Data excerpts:
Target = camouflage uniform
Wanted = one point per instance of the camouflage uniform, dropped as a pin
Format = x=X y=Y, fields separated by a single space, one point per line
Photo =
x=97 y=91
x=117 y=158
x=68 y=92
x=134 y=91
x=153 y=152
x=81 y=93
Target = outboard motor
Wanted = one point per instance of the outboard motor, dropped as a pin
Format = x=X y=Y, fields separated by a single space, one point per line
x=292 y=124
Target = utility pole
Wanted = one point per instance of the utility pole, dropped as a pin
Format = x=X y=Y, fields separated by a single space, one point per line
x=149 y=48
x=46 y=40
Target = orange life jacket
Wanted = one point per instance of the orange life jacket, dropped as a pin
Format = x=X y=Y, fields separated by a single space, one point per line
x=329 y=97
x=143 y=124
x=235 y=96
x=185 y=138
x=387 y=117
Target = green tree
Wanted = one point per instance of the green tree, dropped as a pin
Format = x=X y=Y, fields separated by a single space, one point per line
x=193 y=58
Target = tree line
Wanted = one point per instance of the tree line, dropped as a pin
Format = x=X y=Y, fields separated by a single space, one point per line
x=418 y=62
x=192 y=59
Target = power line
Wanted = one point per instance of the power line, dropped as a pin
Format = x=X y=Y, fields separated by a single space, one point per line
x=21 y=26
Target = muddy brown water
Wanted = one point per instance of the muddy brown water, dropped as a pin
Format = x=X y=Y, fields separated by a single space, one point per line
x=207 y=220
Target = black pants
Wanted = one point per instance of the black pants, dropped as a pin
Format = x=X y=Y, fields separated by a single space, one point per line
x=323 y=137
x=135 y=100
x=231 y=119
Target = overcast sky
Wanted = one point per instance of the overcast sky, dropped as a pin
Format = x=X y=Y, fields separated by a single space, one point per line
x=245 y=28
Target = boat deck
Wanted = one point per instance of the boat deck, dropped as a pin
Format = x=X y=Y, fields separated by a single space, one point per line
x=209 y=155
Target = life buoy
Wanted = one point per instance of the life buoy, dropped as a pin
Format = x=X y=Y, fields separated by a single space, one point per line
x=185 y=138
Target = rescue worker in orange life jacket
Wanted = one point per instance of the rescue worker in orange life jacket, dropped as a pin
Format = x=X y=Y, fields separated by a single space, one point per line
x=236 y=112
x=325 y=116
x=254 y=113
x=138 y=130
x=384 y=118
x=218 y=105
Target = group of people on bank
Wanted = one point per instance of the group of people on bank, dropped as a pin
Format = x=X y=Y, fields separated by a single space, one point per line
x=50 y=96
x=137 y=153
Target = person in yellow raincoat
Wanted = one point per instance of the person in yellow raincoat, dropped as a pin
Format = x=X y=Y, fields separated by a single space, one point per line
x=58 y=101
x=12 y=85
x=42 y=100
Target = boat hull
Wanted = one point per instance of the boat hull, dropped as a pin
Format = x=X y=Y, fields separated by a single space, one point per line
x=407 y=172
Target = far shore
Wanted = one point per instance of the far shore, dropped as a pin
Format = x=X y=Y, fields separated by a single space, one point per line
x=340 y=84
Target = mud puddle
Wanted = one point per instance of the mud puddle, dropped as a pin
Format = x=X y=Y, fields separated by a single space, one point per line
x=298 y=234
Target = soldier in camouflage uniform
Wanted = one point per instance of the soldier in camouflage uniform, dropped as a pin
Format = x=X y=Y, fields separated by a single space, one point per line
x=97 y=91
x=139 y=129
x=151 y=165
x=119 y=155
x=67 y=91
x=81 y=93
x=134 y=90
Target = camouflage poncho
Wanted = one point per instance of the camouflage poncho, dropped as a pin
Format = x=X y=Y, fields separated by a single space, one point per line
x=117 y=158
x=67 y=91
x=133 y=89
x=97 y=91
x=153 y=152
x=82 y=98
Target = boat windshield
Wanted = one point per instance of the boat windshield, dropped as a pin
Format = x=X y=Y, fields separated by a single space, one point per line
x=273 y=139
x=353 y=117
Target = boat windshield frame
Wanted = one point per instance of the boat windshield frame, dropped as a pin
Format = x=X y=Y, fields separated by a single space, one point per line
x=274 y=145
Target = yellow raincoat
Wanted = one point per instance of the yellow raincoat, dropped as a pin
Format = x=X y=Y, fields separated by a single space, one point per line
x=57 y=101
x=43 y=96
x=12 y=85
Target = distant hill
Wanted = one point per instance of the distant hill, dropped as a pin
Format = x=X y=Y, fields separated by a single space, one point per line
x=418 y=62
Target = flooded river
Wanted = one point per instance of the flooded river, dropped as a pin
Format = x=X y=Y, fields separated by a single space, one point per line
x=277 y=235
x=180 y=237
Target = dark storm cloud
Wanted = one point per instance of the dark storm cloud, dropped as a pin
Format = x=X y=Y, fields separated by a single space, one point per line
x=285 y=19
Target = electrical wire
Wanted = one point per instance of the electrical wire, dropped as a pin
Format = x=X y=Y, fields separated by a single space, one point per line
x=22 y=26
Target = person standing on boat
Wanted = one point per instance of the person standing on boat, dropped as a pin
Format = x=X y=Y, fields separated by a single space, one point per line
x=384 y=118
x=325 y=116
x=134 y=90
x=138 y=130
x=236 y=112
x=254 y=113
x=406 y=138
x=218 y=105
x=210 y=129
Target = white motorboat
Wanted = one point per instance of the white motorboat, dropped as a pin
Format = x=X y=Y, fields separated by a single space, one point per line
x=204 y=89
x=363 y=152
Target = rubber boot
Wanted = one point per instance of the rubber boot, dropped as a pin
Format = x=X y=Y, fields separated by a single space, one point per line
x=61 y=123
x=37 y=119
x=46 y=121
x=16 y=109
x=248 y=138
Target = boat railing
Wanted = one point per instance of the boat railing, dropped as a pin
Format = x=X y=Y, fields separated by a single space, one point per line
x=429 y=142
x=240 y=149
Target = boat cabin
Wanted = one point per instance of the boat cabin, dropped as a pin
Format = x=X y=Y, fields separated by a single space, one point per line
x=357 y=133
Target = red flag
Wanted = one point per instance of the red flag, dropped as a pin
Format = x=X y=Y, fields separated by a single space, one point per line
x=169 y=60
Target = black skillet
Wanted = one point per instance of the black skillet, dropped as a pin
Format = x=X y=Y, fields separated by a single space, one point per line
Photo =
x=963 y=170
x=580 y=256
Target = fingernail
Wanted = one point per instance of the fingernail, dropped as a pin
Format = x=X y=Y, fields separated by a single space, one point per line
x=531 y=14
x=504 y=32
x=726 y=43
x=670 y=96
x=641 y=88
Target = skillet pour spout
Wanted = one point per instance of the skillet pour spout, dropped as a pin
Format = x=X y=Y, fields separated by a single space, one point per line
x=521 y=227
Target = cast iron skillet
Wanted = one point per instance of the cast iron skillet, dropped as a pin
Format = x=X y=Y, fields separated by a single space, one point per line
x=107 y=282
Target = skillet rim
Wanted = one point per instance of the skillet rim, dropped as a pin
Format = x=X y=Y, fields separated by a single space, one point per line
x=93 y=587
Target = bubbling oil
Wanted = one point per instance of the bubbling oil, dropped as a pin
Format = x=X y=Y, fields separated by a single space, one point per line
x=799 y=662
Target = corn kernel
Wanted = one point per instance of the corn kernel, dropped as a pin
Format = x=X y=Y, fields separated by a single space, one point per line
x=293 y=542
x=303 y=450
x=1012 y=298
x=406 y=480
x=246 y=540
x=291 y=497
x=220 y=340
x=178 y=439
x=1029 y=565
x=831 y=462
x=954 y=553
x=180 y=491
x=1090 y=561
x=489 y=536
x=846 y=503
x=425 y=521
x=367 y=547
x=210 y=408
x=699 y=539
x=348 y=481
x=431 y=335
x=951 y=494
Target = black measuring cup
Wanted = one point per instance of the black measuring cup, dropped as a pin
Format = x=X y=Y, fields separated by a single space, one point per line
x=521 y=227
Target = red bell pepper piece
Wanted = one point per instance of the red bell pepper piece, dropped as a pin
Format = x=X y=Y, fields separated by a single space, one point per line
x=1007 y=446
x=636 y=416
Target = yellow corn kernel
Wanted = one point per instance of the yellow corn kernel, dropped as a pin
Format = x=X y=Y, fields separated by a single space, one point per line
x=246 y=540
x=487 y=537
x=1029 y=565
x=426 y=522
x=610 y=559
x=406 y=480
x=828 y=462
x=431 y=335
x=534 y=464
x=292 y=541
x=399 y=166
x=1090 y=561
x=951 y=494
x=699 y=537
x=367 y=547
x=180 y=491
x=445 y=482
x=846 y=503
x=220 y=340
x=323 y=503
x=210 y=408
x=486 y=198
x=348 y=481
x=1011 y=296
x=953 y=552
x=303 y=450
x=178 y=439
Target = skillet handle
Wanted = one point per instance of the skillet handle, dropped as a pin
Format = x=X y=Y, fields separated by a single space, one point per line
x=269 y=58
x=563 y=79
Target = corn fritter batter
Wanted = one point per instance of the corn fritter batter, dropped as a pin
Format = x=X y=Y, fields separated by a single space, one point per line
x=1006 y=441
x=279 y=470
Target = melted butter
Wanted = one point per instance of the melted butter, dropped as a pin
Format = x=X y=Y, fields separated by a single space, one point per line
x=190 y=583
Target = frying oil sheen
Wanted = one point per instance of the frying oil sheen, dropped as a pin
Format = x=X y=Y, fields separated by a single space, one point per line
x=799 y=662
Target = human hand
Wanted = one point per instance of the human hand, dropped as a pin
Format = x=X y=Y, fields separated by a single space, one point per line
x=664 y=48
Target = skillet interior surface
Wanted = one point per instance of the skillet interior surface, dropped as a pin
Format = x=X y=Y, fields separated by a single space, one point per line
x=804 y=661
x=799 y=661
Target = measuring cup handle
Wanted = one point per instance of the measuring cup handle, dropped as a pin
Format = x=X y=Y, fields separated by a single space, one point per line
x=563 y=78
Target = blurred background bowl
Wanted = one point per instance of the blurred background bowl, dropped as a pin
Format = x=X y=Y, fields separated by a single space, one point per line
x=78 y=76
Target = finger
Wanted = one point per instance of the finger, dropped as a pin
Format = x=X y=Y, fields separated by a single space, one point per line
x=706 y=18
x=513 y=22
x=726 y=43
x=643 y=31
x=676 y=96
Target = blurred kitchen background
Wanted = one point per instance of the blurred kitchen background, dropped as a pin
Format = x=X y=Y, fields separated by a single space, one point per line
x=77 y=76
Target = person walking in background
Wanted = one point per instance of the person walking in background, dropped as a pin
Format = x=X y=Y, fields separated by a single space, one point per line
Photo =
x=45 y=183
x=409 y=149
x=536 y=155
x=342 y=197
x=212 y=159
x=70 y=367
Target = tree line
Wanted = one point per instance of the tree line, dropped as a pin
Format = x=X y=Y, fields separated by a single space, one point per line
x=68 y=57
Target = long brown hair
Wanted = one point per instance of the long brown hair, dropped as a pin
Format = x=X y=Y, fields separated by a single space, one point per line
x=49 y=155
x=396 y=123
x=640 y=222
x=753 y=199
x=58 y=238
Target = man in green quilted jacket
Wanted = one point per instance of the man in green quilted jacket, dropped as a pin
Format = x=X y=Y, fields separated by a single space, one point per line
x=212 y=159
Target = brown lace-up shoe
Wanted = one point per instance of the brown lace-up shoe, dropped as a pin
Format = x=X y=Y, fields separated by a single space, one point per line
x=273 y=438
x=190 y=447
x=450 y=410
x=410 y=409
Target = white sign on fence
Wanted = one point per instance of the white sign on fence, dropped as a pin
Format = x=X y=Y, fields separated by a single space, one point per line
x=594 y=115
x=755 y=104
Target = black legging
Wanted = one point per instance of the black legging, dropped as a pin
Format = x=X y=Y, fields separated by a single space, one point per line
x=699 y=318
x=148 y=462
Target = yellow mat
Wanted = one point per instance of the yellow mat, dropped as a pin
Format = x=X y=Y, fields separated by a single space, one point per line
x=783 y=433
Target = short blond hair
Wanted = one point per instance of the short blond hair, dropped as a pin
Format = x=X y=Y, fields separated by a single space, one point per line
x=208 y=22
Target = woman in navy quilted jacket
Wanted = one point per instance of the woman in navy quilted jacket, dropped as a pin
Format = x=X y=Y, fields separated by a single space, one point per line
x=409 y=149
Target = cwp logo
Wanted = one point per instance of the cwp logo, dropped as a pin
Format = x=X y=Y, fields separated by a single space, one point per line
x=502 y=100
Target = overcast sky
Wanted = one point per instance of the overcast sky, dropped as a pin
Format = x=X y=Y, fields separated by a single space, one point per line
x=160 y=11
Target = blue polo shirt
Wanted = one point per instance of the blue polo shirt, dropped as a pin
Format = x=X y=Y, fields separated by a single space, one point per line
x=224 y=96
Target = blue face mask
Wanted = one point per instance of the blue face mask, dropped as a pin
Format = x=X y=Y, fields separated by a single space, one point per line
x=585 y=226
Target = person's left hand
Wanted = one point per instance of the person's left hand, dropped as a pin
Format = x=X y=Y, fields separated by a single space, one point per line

TASK DETAILS
Please go through the data and copy each line containing the word "frying".

RESPONSE TO THIS TASK
Target = frying oil sheen
Wanted = one point per instance of the frying oil sheen, dropped as a pin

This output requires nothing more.